Passage shown:

Amazon DynamoDB is a key-value and document database that delivers single-digit millisecond performance at any scale. It's a fully managed, multiregion, multimaster, durable non-SQL database. It comes with built-in security, backup and restore, and in-memory caching for internet-scale applications.
- Costing: DynamoDB auto-scaling operates within minimum and maximum values for reads and writes to the table, and the customer is charged separately for storage, depending on the amount of data in the table. This model is very similar to Aurora Serverless. (PPT).
- The main components of DyanmoDB are:
- a collection which serves as the foundational table
- a document which is equivalent to a row in a SQL database
- key-value pairs which are the fields within the document or row - does really well with GET/PUT operations
- The convenience of non-relational DBs is that each row can look entirely different based on your use case. There doesn't need to be uniformity. For example, if you need a new column for a particular entry you don't also need to ensure that that column exists for the other entries.
- DyanmoDB supports both document and key-value based models. It is a great fit for mobile, web, gaming, ad-tech, IoT, etc.
- Provisioned throughput is measured in Read Capacity Units (RCU) and Write Capacity Units (WCU).
- RCU: you get one 'strong' read / second, or you can relax and double.
- WCU: one write per second, up to 1 KB in size (better design that data structure well!)
- DynamoDB is stored via SSD which is why it is fast.
- It is spread across 3 geographically distinct data centers.
- The default consistency model is Eventually Consistent Reads, but there are also Strongly Consistent Reads.
- The difference between the two consistency models is the one second rule.
- With Eventual Consistent Reads, all copies of data are usually reached within one second. A repeated read after a short period of time should return the updated data.
- However, if you need to read updated data within or less than a second and this needs to be a guarantee, then strongly consistent reads are your best bet.
- If you face a scenario that requires the schema to change frequently, then you have to pick a database which provides a non-rigid and flexible way of adding or removing new types of data -> DynamoDB. SQL DB's don't easily support schema changes.
- A relational database system does not scale well for the following reasons:
- It normalizes data and stores it on multiple tables that require multiple queries to write to disk.
- It generally incurs the performance costs of an ACID-compliant transaction system.
- It uses expensive joins to reassemble required views of query results.
- High cardinality is good for DynamoDB I/O performance. The more distinct your partition key values are, the better. It makes it so that the requests sent will be spread across the partitioned space.

Problem 1:
Please pull out every line of the records that contains the string "cloud", copying each one unchanged.
The DynamoDB notes and the records are unrelated material.

Records to process:
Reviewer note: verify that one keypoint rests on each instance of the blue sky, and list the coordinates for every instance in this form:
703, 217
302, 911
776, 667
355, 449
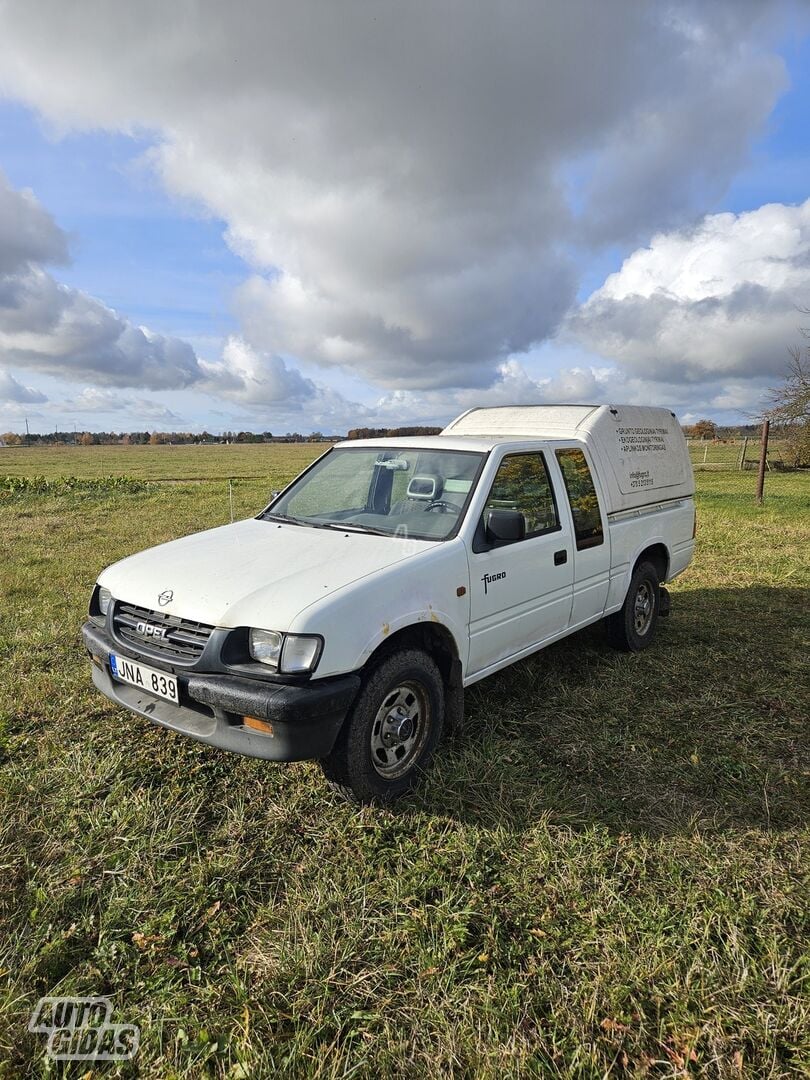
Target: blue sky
146, 216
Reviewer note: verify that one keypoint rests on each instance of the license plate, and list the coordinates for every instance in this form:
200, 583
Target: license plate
146, 678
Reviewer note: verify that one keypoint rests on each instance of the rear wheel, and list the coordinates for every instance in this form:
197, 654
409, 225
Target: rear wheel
633, 628
391, 731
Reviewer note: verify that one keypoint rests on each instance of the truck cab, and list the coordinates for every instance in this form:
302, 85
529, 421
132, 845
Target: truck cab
345, 621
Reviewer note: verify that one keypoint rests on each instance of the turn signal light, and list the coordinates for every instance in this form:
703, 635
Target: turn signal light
257, 725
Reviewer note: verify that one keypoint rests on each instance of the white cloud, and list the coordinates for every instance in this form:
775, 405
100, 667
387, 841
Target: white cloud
27, 232
718, 300
250, 377
94, 400
13, 391
402, 184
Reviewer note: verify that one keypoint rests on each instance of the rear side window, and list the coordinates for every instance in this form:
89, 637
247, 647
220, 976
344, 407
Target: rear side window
582, 498
522, 484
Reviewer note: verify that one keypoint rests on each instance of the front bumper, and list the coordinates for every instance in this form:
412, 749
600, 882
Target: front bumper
305, 717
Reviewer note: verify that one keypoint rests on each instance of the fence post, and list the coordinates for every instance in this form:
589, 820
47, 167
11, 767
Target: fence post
742, 453
763, 460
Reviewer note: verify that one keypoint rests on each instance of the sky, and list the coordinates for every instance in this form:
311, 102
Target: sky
309, 217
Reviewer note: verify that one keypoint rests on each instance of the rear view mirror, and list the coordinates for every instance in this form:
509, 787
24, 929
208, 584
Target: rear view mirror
504, 526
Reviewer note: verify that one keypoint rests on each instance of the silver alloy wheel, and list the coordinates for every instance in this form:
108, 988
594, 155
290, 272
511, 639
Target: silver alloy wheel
644, 608
400, 729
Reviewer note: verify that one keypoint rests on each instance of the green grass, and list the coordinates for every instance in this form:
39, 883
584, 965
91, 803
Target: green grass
606, 873
270, 460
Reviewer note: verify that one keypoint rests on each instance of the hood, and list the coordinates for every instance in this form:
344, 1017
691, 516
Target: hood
253, 572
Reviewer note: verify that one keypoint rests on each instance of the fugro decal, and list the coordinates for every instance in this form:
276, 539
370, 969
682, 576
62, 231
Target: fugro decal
489, 578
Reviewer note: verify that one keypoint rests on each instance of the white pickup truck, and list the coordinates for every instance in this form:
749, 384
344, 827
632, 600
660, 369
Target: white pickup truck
343, 622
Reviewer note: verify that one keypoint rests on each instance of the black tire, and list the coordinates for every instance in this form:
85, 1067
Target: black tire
633, 628
389, 737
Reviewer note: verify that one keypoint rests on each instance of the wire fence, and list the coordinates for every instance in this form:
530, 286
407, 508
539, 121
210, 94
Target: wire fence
739, 455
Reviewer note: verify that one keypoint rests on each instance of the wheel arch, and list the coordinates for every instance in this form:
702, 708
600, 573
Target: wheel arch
432, 637
658, 554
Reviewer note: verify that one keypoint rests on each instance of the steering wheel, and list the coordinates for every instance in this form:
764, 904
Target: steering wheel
443, 507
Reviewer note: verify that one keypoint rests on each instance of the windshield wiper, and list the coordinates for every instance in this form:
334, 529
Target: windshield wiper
349, 527
282, 517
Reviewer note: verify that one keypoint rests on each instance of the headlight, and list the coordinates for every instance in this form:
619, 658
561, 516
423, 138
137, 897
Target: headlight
266, 647
288, 653
299, 653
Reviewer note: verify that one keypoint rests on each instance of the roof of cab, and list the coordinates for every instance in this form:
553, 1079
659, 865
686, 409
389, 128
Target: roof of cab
481, 444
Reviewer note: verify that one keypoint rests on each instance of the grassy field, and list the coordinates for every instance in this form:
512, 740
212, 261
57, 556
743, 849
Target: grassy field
273, 461
606, 874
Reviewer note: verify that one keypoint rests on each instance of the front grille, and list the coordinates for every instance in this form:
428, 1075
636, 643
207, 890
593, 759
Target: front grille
184, 642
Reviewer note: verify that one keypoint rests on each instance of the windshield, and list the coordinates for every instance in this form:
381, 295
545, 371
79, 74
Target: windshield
413, 493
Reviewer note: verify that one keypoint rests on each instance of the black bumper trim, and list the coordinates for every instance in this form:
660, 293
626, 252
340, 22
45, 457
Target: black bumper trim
306, 718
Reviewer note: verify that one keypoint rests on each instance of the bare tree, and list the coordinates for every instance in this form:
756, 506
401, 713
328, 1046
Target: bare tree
790, 404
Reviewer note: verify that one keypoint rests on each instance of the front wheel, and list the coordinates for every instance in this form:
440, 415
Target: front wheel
633, 628
390, 734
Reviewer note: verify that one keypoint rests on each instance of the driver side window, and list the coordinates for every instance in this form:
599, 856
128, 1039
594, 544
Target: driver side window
522, 484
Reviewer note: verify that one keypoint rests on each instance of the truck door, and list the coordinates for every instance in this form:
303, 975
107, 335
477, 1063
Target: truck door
521, 592
591, 537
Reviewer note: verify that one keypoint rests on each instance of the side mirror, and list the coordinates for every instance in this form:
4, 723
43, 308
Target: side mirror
504, 526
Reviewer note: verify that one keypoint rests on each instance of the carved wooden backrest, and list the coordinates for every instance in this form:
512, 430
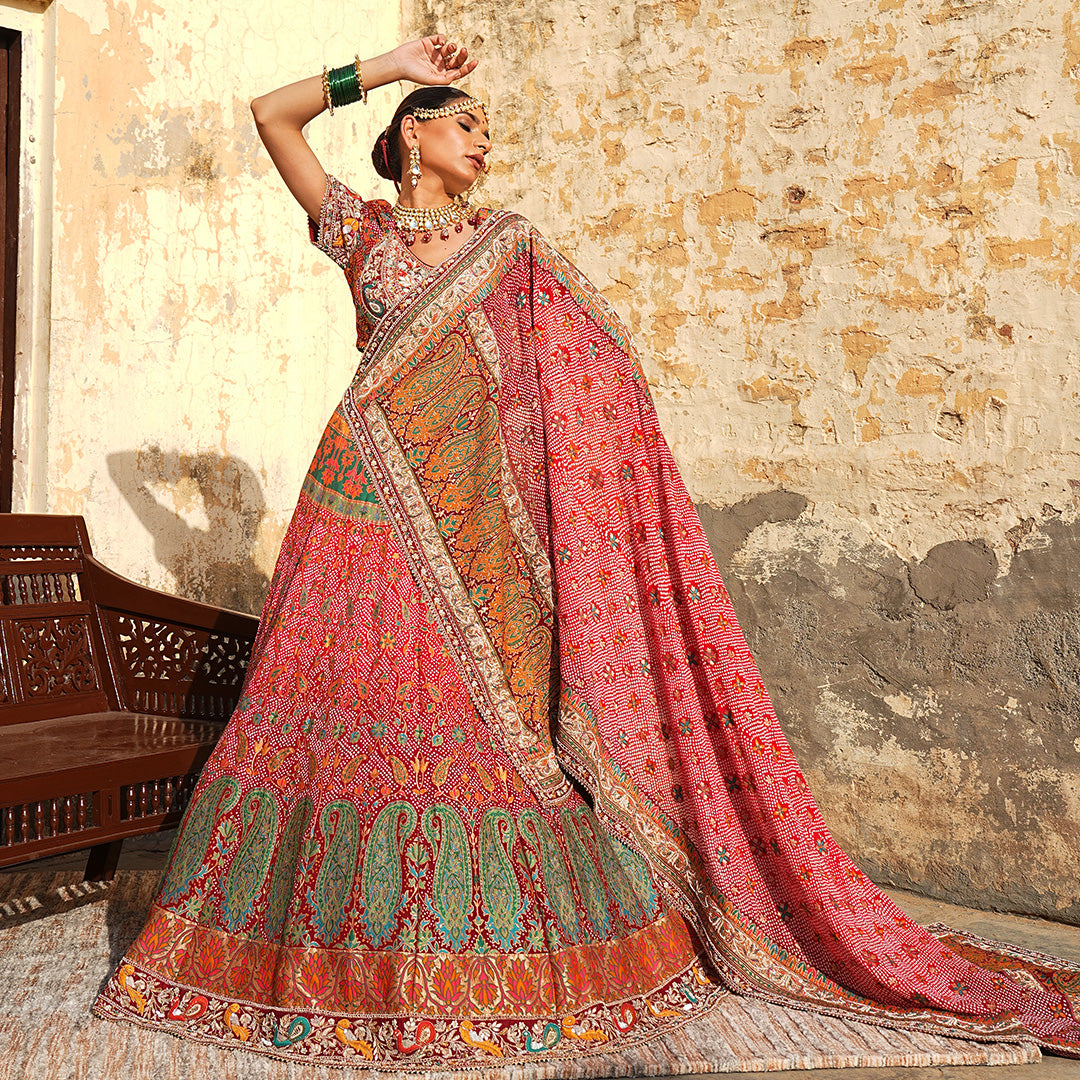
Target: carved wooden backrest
174, 670
52, 660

Problem 2:
According to the DynamoDB notes, what is the default consistency model?

Solution 1:
Reviewer note: verify that one keypoint rests on each instance of the white cloud, and list the coordinates for every instance in this form:
Target: white cloud

Solution 2:
Eventually Consistent Reads.